> **Supplied data**

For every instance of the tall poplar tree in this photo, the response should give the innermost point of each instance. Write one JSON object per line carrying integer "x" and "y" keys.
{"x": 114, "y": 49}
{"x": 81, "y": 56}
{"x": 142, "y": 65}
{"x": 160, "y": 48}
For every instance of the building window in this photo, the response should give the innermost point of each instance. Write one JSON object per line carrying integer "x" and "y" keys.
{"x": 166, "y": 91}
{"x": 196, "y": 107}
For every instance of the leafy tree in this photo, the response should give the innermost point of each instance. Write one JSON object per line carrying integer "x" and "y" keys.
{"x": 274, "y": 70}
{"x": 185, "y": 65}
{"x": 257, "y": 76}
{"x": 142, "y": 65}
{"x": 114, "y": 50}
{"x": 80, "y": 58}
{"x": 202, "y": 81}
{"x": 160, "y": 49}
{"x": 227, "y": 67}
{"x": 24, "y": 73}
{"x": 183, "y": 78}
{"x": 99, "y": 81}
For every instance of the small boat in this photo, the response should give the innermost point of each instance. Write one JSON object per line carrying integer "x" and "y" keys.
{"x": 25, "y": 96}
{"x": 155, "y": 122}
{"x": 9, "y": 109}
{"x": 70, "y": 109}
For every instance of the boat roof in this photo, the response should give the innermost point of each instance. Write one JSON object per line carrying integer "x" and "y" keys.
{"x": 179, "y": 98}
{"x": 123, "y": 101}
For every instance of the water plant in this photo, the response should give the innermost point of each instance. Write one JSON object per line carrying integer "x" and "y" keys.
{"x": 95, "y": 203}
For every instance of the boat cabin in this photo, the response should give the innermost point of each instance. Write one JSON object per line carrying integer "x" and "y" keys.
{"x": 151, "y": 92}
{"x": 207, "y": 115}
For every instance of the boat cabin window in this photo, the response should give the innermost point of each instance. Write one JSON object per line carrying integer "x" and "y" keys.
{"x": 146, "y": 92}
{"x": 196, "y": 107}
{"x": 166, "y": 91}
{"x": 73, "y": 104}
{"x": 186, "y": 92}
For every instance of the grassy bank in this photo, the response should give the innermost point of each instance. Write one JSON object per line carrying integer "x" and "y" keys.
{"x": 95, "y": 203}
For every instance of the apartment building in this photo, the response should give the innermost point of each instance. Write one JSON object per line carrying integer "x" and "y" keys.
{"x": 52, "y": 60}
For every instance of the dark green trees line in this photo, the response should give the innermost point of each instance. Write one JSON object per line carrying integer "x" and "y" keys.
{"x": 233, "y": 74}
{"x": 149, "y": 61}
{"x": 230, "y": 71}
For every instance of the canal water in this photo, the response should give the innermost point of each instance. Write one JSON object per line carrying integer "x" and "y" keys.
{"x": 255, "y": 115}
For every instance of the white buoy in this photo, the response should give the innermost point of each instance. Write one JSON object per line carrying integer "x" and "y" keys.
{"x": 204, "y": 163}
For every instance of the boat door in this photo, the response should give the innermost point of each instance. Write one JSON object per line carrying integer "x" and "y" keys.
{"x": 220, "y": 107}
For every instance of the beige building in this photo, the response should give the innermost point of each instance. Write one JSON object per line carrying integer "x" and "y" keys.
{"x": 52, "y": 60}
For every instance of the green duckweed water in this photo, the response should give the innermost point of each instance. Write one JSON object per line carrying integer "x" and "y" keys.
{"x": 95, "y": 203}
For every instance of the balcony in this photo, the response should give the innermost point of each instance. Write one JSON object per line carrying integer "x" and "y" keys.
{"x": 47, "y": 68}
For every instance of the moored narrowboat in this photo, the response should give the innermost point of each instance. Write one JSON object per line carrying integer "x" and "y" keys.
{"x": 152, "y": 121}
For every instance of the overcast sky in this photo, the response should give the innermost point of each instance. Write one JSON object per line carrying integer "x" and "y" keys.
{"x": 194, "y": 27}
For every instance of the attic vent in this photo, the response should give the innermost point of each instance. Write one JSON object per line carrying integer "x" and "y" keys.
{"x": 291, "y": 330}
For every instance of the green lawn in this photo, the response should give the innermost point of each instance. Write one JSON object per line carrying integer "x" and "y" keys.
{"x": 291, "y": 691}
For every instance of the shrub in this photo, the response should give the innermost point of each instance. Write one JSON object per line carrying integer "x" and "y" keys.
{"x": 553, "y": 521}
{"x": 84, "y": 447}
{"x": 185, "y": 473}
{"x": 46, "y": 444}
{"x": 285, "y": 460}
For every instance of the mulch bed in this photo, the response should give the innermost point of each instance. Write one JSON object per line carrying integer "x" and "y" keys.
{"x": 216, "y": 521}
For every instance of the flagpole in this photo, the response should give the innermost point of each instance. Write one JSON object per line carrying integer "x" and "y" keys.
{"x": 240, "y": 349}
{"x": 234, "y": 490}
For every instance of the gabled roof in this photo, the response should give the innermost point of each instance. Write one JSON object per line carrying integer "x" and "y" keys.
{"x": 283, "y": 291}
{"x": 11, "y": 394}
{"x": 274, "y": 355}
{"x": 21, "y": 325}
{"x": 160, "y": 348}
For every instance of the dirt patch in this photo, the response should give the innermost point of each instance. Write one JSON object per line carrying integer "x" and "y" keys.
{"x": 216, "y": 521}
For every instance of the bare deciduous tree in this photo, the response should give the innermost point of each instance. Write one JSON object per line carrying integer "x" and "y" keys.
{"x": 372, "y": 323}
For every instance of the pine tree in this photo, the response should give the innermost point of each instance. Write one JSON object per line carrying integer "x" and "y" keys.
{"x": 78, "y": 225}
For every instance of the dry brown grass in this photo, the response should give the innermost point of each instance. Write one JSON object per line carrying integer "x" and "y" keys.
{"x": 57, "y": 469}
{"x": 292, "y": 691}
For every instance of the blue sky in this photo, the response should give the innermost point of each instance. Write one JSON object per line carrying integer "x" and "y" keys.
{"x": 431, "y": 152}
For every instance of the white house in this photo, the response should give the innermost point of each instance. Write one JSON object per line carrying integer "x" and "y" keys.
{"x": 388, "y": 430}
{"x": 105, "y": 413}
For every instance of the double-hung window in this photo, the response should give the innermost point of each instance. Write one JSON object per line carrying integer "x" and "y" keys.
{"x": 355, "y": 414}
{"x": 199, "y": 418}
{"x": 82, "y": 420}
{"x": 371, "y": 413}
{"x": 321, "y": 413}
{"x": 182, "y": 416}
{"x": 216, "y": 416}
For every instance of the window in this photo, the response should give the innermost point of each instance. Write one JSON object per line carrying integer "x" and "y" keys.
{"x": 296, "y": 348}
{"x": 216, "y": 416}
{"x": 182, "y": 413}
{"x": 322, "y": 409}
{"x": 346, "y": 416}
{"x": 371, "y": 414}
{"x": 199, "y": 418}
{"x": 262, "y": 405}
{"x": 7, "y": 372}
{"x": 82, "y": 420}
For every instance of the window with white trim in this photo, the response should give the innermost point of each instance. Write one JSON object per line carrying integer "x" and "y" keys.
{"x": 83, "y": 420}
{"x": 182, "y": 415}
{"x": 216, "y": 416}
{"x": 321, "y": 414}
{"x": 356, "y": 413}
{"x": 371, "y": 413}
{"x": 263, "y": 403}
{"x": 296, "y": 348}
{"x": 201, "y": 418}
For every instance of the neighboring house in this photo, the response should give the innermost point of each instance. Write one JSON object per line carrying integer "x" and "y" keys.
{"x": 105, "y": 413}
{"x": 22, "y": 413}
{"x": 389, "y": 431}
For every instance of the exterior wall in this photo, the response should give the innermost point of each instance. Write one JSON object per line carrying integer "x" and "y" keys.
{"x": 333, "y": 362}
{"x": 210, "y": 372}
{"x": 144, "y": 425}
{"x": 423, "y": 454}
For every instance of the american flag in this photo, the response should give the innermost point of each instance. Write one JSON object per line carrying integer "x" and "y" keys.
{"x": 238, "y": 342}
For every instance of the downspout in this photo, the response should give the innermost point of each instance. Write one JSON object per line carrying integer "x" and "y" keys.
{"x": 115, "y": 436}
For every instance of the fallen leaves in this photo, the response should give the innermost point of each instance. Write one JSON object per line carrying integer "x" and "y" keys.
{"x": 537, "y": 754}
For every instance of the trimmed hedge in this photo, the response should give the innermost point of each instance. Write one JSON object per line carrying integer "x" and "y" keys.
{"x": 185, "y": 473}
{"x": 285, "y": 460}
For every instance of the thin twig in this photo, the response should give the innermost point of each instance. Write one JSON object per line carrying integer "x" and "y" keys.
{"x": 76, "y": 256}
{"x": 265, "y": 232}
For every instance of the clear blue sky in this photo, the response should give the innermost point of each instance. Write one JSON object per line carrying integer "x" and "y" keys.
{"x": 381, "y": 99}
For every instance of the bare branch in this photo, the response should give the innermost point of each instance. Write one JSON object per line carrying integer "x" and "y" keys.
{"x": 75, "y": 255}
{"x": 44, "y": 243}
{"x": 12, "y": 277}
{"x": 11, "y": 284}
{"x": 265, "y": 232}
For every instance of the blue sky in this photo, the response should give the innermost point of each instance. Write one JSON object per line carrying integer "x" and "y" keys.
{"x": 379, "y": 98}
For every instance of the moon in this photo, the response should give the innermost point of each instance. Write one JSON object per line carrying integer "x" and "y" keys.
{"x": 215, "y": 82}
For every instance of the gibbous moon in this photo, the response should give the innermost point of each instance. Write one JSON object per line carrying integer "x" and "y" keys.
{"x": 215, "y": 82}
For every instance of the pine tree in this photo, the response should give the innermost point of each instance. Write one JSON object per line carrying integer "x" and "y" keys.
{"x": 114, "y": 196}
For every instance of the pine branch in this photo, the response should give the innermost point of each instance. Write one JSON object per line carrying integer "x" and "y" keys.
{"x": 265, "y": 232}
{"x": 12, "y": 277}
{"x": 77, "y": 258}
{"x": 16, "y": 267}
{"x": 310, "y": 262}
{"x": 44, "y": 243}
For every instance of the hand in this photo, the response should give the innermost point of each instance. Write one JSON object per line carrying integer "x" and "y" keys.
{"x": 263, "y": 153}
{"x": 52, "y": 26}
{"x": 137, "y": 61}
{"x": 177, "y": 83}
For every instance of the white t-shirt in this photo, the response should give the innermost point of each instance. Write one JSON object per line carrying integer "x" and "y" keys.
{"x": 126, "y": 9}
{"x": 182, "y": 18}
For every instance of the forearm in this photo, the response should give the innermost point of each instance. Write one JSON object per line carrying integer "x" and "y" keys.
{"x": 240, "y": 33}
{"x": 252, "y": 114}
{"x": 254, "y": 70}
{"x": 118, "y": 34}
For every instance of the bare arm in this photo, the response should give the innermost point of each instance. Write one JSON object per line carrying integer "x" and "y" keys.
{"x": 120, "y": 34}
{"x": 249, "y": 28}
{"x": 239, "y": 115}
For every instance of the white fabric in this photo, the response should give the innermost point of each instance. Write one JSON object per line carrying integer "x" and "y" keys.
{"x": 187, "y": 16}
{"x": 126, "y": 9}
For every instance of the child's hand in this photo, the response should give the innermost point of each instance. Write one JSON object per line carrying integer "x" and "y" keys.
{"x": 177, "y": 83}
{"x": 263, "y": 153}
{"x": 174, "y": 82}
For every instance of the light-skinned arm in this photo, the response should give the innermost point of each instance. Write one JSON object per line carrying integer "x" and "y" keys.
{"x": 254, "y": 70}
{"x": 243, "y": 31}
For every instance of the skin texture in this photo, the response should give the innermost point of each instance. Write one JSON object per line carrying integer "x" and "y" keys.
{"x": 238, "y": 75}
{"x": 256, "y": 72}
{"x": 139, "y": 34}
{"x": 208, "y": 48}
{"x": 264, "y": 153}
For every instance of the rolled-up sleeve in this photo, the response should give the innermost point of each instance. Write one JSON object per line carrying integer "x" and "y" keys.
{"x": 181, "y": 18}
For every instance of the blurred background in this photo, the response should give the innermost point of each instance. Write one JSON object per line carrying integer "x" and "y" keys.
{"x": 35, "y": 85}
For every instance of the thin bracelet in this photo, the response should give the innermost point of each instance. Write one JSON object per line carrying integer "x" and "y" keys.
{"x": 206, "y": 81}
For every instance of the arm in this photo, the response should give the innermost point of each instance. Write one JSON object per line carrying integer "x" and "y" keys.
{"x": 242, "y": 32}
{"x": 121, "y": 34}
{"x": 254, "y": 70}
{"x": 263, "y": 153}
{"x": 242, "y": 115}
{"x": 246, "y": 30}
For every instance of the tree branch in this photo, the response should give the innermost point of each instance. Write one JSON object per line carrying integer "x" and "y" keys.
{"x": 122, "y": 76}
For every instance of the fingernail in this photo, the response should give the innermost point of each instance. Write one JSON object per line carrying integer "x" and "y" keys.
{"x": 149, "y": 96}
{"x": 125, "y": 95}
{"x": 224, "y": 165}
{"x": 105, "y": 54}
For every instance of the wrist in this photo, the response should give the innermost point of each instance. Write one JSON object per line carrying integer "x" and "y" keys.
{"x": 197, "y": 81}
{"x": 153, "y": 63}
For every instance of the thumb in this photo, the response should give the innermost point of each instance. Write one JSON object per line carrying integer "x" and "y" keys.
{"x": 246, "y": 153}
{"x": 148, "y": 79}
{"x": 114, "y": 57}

> **What is required**
Find "For every instance of the skin" in the data above, then repeat that line and all lines after it exactly, ending with the final line.

> **Correct result**
For every instance of the skin texture in this photo, the response should give the innermost point of each instance. Write one JSON object per line carrying integer "x" and "y" keys.
{"x": 238, "y": 75}
{"x": 256, "y": 72}
{"x": 139, "y": 34}
{"x": 208, "y": 48}
{"x": 264, "y": 153}
For every instance of the rolled-up sleeve in this photo, the response should give the innermost point of each instance. Write one JSON object per line carrying integer "x" and "y" keys.
{"x": 181, "y": 18}
For every instance of the blurred background in this photo, the response should give the innermost point of each instance. Write one JSON object per line carrying integer "x" and "y" keys.
{"x": 35, "y": 85}
For every instance of the thin bracelet in this photo, the response should give the innermost point of each instance. Write one JSON object per line carrying integer "x" and "y" keys.
{"x": 206, "y": 81}
For every instance of the arm in this photo, the response should give the innermost point of each instance. Write one JSON object per line carrying integer "x" and "y" keys.
{"x": 242, "y": 32}
{"x": 121, "y": 34}
{"x": 254, "y": 70}
{"x": 263, "y": 153}
{"x": 242, "y": 115}
{"x": 246, "y": 30}
For every instance of the tree branch in this photo, the response should give the innermost point of each instance. Write one JSON object per line carrying integer "x" and "y" keys.
{"x": 122, "y": 76}
For every instance of the fingernail in this photo, the response should give the innermost point of each instance. Write one JSON object per line carrying integer "x" and "y" keys.
{"x": 149, "y": 96}
{"x": 125, "y": 95}
{"x": 224, "y": 165}
{"x": 105, "y": 54}
For every instance of the wrist in this photo, the response should give the innermost point of each instance. Write one JSON object per line carrying integer "x" and "y" keys.
{"x": 197, "y": 81}
{"x": 153, "y": 63}
For every instance of the thumb in this photo, the response should give the innermost point of each instance. Write one JSON object per line carrying integer "x" and "y" keys.
{"x": 246, "y": 153}
{"x": 148, "y": 79}
{"x": 114, "y": 57}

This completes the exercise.